• Source data:
+++++

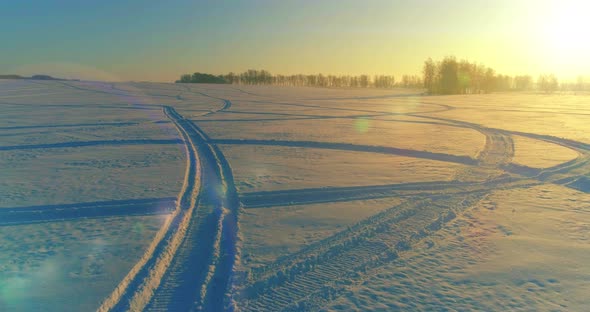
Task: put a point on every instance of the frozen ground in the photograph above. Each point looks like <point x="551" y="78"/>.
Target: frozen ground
<point x="276" y="198"/>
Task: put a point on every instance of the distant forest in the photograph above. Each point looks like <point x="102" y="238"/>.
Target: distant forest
<point x="263" y="77"/>
<point x="448" y="76"/>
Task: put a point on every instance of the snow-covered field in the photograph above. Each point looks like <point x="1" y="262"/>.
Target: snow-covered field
<point x="129" y="196"/>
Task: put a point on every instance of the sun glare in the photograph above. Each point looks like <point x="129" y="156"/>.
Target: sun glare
<point x="565" y="32"/>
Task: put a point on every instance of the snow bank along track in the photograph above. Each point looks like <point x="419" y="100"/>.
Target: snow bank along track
<point x="189" y="264"/>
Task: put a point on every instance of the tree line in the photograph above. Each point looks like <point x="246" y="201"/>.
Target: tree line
<point x="447" y="76"/>
<point x="264" y="77"/>
<point x="450" y="76"/>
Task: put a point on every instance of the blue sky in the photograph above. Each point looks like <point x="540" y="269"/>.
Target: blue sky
<point x="159" y="40"/>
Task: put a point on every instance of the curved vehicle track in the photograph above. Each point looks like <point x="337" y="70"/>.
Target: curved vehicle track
<point x="190" y="263"/>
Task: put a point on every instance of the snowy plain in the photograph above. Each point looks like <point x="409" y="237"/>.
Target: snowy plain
<point x="349" y="199"/>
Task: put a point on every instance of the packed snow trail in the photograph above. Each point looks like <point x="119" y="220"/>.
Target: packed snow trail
<point x="189" y="264"/>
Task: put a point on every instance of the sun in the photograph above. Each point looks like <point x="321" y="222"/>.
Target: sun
<point x="566" y="30"/>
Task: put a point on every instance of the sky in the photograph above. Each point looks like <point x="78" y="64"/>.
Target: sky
<point x="153" y="40"/>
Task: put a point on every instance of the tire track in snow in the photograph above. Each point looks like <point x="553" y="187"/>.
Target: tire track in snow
<point x="201" y="273"/>
<point x="189" y="265"/>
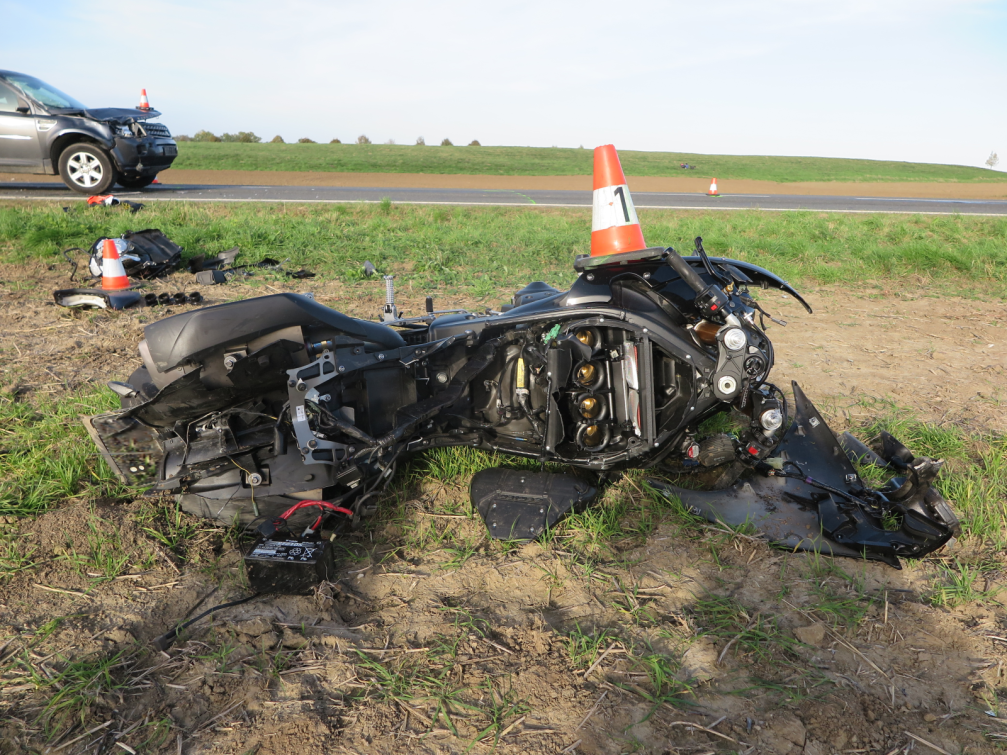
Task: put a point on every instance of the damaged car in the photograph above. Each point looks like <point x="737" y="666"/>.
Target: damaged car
<point x="45" y="132"/>
<point x="253" y="409"/>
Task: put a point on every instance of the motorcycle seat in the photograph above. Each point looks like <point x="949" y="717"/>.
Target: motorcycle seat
<point x="191" y="335"/>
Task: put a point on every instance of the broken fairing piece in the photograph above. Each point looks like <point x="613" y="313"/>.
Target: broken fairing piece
<point x="243" y="407"/>
<point x="96" y="298"/>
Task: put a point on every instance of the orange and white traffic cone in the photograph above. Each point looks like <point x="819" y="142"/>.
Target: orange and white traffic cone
<point x="614" y="225"/>
<point x="113" y="273"/>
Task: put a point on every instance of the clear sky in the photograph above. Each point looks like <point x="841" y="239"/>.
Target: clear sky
<point x="904" y="80"/>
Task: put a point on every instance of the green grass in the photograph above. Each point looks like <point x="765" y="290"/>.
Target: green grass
<point x="46" y="455"/>
<point x="380" y="158"/>
<point x="479" y="251"/>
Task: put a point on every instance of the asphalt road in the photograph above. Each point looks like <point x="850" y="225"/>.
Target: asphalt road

+++++

• TASK DETAILS:
Output every line of the source data above word for word, leaving out the pictures.

• RIGHT ANSWER:
Task: put a point on every instance of the frozen ground in the photograph above. Each point looks like <point x="551" y="78"/>.
Target: frozen ground
<point x="276" y="198"/>
Task: put a point on every instance of the distant forest in the photograph above. Each point looks like <point x="102" y="238"/>.
Target: distant forest
<point x="263" y="77"/>
<point x="448" y="76"/>
Task: put a point on every instance of the snow-covered field in the photograph above. Each point looks like <point x="1" y="262"/>.
Target: snow-covered field
<point x="129" y="196"/>
Task: put a point on every instance of the sun glare in the photograph above. Each point looks like <point x="129" y="156"/>.
Target: sun glare
<point x="565" y="32"/>
Task: put a point on every instance of the snow bank along track in the photograph above. Each point looks like <point x="419" y="100"/>.
Target: snow bank along track
<point x="189" y="264"/>
Task: put a point on every instance of the tree line in the photograph above. Each point looks like <point x="246" y="201"/>.
Target: tree line
<point x="447" y="76"/>
<point x="264" y="77"/>
<point x="450" y="76"/>
Task: put a point on every instance of the blue sky in the photograph above. Each point looks like <point x="540" y="269"/>.
Target: blue sky
<point x="159" y="40"/>
Task: put a point on every instance of the curved vehicle track in the photograph above. Each point looks like <point x="337" y="70"/>.
Target: curved vehicle track
<point x="190" y="263"/>
Task: put a point on every instance of the snowy plain in the photograph above. Each point looks like <point x="409" y="237"/>.
Target: snowy plain
<point x="349" y="199"/>
Task: put a point on every instance of the packed snow trail in the photograph above. Each point looks like <point x="119" y="220"/>.
Target: packed snow trail
<point x="189" y="264"/>
Task: put a point on every instance of the sun in the photograph above. Each point looks like <point x="321" y="222"/>.
Target: sun
<point x="566" y="30"/>
Task: put a point on every instance of the sky in the photograph above. Each point looks like <point x="78" y="64"/>.
Target: sky
<point x="153" y="40"/>
Task: put a point on every instance of the tire track in snow in the photograph above. Each point looks like <point x="553" y="187"/>.
Target: tire track in snow
<point x="201" y="273"/>
<point x="189" y="265"/>
Task: put a point on every instance of the damaged car in the photograph above. Each point looks like <point x="737" y="666"/>.
Target: damaged car
<point x="45" y="132"/>
<point x="253" y="409"/>
Task: put a point on every instance of the motorcycle seat in the photograph above. Each point looks like <point x="949" y="717"/>.
Target: motorcycle seat
<point x="191" y="335"/>
Task: put a point on every instance of the broken fairing piece in the photograph above. Each point looks like <point x="613" y="313"/>.
Target: broken fairing piece
<point x="243" y="407"/>
<point x="96" y="298"/>
Task: put a point on every instance of the orange and white traffic cone in the photograph above. Each point looks like <point x="819" y="142"/>.
Target: orange and white traffic cone
<point x="614" y="225"/>
<point x="113" y="273"/>
Task: put a point on every instance of the clear sky in the photograph above. Each point looks like <point x="841" y="239"/>.
Target: clear sky
<point x="904" y="80"/>
Task: put a point on every instance of the green grass in the photograph above. Each point looks like <point x="765" y="290"/>.
Target: green grass
<point x="46" y="455"/>
<point x="380" y="158"/>
<point x="479" y="251"/>
Task: put a point on every instance of the asphalt road in the photograph above. Each point looks like <point x="850" y="225"/>.
Target: asphalt road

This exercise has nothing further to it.